- **The task**
Rewrite each of these lines with "pin" changed to "mark", keeping every other word the same.
--- start of Source records ---
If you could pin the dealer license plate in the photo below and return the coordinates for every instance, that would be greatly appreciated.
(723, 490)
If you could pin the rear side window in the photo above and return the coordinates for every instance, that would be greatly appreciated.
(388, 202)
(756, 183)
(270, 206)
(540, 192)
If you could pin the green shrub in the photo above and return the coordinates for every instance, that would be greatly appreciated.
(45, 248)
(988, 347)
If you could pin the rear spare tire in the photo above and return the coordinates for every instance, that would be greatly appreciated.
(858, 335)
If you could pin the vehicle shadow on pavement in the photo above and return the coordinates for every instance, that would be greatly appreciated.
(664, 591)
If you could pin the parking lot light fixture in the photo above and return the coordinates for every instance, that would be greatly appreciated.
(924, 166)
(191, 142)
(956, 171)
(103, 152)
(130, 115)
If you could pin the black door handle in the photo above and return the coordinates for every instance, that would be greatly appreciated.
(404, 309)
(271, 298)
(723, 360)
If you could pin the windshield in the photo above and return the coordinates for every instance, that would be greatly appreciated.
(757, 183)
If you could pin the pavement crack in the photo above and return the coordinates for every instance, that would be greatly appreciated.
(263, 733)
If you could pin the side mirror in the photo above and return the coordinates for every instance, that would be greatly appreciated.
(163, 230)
--- end of Source records ---
- **Solution to this problem**
If you could mark the dealer license plate in the photo below and return the coordinates for every instance, that would be greatly appreciated.
(723, 490)
If you could mark the rear side window in the photo above and return the coordinates for every instance, that would be greatly appreciated.
(388, 202)
(756, 183)
(270, 206)
(540, 192)
If you could mark the green shrub in the photo above and return the coordinates for every instance, that would be greatly appreciated.
(45, 248)
(988, 347)
If you could mark the rear spare tire in the photo above and return the coordinates for every instance, that would be greatly appreciated.
(858, 335)
If you could mark the vehicle shadow on pavement in the photo above and return the coordinates for every instance, that would be greatly appreciated.
(664, 591)
If you could mark the parking lot light fixture in the photo above and return the coordinates for every instance, that would be greatly appreciated.
(924, 166)
(191, 142)
(956, 171)
(103, 152)
(130, 115)
If you could mark the black door handle in the photo above and return the coordinates for every instance, that would be greatly appreciated.
(404, 309)
(271, 298)
(723, 360)
If you could mark the windshield in the photo above and return the coordinates for every instance, that would be greatly appreciated.
(757, 183)
If you could mark the pavement crack in the photo above and return the coordinates for every instance, that would be greatly appreciated.
(263, 733)
If you could mark the side mirror in the photo above and return the coordinates for every instance, that would be greatly appreciated.
(163, 230)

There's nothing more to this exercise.